Aim ->
Reproduce all the entries exactly and keep the pictures out.

:: Stored records ::

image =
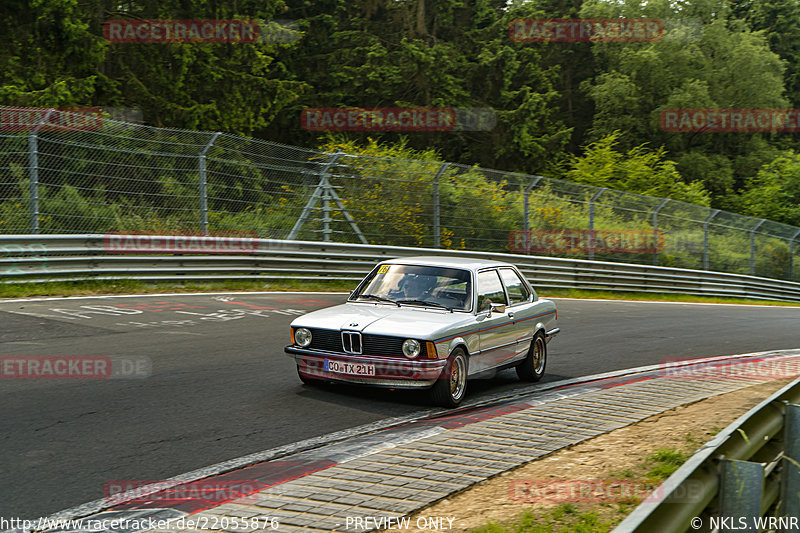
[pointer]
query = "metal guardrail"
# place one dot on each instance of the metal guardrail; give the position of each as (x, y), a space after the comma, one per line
(42, 258)
(748, 473)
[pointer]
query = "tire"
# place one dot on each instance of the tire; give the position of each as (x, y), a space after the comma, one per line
(451, 387)
(532, 367)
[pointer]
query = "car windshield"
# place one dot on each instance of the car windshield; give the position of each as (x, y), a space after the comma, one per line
(442, 287)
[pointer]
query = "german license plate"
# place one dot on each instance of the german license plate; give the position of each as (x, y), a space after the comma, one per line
(353, 369)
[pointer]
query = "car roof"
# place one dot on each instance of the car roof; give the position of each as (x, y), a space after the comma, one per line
(452, 262)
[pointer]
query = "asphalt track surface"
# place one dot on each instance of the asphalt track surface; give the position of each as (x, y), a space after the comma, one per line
(219, 386)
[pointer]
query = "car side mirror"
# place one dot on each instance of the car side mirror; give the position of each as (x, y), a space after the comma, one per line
(497, 308)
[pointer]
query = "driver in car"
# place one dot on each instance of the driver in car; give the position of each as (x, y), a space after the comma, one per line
(415, 287)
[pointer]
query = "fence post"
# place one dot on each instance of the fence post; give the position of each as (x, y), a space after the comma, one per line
(705, 238)
(655, 228)
(591, 221)
(203, 183)
(741, 489)
(33, 170)
(437, 238)
(791, 253)
(526, 212)
(790, 477)
(322, 189)
(753, 247)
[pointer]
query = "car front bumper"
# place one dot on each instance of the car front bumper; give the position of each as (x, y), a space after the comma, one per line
(390, 372)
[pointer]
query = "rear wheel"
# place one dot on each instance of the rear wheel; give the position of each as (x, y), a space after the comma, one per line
(451, 387)
(532, 367)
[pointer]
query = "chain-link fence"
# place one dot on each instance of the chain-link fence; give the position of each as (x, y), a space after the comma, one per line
(63, 173)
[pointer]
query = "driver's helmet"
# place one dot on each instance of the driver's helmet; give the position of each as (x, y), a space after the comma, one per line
(414, 286)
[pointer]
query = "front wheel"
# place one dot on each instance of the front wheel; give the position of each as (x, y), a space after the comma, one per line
(451, 387)
(532, 367)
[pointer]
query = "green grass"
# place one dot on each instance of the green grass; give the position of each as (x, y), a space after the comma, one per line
(664, 461)
(563, 519)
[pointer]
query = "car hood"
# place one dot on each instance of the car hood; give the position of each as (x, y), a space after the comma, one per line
(382, 319)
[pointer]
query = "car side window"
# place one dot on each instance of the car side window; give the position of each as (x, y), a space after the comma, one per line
(517, 290)
(490, 290)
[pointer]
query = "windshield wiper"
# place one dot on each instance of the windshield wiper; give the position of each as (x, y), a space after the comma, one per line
(378, 298)
(425, 302)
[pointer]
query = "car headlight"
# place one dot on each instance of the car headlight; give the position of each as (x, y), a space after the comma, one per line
(411, 348)
(302, 337)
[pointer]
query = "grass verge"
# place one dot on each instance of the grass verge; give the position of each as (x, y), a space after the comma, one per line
(600, 516)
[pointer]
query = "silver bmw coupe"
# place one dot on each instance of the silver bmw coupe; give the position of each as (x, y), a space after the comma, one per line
(428, 322)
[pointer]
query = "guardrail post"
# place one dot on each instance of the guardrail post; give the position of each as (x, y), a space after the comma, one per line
(437, 238)
(655, 228)
(204, 182)
(741, 488)
(705, 237)
(791, 253)
(790, 476)
(753, 247)
(526, 212)
(591, 221)
(33, 169)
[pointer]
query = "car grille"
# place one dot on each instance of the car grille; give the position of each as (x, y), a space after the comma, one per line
(381, 345)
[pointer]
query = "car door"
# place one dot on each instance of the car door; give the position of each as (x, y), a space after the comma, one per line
(520, 307)
(498, 342)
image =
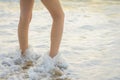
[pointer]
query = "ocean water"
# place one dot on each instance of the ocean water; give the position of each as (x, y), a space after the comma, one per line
(91, 38)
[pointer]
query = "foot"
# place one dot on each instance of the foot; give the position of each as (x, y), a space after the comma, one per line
(30, 55)
(60, 62)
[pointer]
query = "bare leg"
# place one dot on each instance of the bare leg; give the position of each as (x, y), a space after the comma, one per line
(23, 26)
(57, 14)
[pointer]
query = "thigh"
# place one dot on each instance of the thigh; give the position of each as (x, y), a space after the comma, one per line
(26, 7)
(53, 6)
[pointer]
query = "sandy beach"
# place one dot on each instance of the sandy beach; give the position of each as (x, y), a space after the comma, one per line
(90, 43)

:::

Exercise result ->
image =
[pointer]
query = "metal guardrail"
# place one dot on each instance of the metal guardrail; give the position of each as (x, y), a space after the comma, one per line
(42, 258)
(748, 473)
[pointer]
query = "tire"
# place one dot on each instance of the tire; give the position of each as (x, y), a space after the comma, one per line
(451, 387)
(532, 367)
[pointer]
query = "car windshield"
# place one dot on each instance of the car windshield; give the position of each as (x, y), a space after the comma, one per line
(442, 287)
[pointer]
query = "german license plate"
# place one dot on each instance of the german license plate; give the position of each as (x, y), a space after the comma, one per line
(353, 369)
[pointer]
query = "car roof"
# place one dot on each instance of the car roof; give the position of each as (x, y), a space after the comma, one per line
(452, 262)
[pointer]
query = "asphalt track surface"
# place one dot on each instance of the asphalt track surface; give the position of each as (x, y), a space after the comma, one per line
(219, 386)
[pointer]
query = "car side mirror"
# place one dot on each instance of the car side mirror; give the position of each as (x, y), a space after the comma, one per line
(497, 308)
[pointer]
query = "driver in car"
# place one dot on each instance of the driver in car; give the position of each as (x, y), a space after the comma, one per line
(415, 287)
[pointer]
query = "fence post"
# place one dot on each instance of the fence post; give the position of each as (x, y), a space after the comma, one per line
(705, 238)
(655, 228)
(591, 221)
(203, 183)
(741, 489)
(33, 170)
(437, 238)
(791, 253)
(526, 212)
(790, 477)
(322, 189)
(753, 247)
[pointer]
query = "car front bumper"
# place one dot on each instance of the car front bumper; give the position of each as (x, y), a space after the comma, one per line
(390, 372)
[pointer]
query = "rear wheel"
# place one dot on each instance of the rear wheel; give the position of each as (x, y), a space after the comma, one per line
(451, 387)
(532, 367)
[pointer]
query = "chain-link fence"
# place one dot on each instance of the chain-link fence; give the position of each as (x, y), a space after the comma, one per line
(63, 173)
[pointer]
query = "driver's helmet"
# place one dot on each instance of the driver's helmet; give the position of each as (x, y), a space after the comma, one per line
(414, 286)
[pointer]
query = "front wheel"
# place one dot on each instance of the front wheel; give the position of each as (x, y), a space after the comma, one per line
(451, 387)
(532, 367)
[pointer]
query = "green grass"
# place one dot on each instance of the green grass; give the position of each as (x, y), a space after the comma, one per line
(664, 461)
(563, 519)
[pointer]
query = "car hood"
# place one dot on each instance of the car hood; give the position of each as (x, y), a space after the comma, one per line
(382, 319)
[pointer]
query = "car side window"
# place one dot on each instance of the car side window; give the position of each as (x, y), a space after the comma, one per line
(517, 290)
(490, 290)
[pointer]
query = "windshield wiper"
# place one dot on each instance of the windshield wiper; give the position of each as (x, y), a space after the comma, one per line
(378, 298)
(425, 302)
[pointer]
query = "car headlight"
# place one dot on each instance of the car headlight; give the position of each as (x, y), a space after the comma, one per line
(411, 348)
(302, 337)
[pointer]
query = "grass verge"
# place one dot on each instance of the grass verge; give the position of each as (x, y), a space after the comma, one per line
(600, 516)
[pointer]
query = "silver bmw coupe"
# place one dot on each instance of the silver bmw coupe; give the position of each as (x, y), a space after the comma, one per line
(428, 322)
[pointer]
query = "guardrail post"
# place one dot on each instance of the guardrail post; give the position of each as (x, y), a space after the comma, one per line
(437, 238)
(655, 228)
(204, 182)
(741, 488)
(705, 237)
(791, 253)
(790, 476)
(753, 247)
(526, 212)
(591, 221)
(33, 169)
[pointer]
query = "car grille"
# place one dot on each instance of the car grille; give the position of each as (x, y), a space after the comma, one per line
(381, 345)
[pointer]
query = "car door"
# place one dot on each instance of the car door; give the position of each as (x, y), a space after the comma, one per line
(520, 307)
(498, 342)
image =
[pointer]
query = "ocean water"
# place one dot on each instance of the ocean water; give the position of each as (x, y), a space after the comma, one per line
(91, 38)
[pointer]
query = "foot"
# place one dot on each instance of the foot; give the position of each as (x, y), a space after the comma, one per line
(30, 55)
(60, 62)
[pointer]
query = "bare leg"
# place one dot on each instance of the bare leg; give the position of each as (x, y), a space after the comma, one per line
(23, 26)
(57, 14)
[pointer]
query = "thigh"
# place one dot on each instance of the thigh; give the position of each as (x, y), a space after the comma, one per line
(26, 7)
(53, 6)
[pointer]
query = "sandy beach"
# place one dot on each instance of the sandy beach; give the position of each as (x, y), a space after the comma, one per line
(90, 43)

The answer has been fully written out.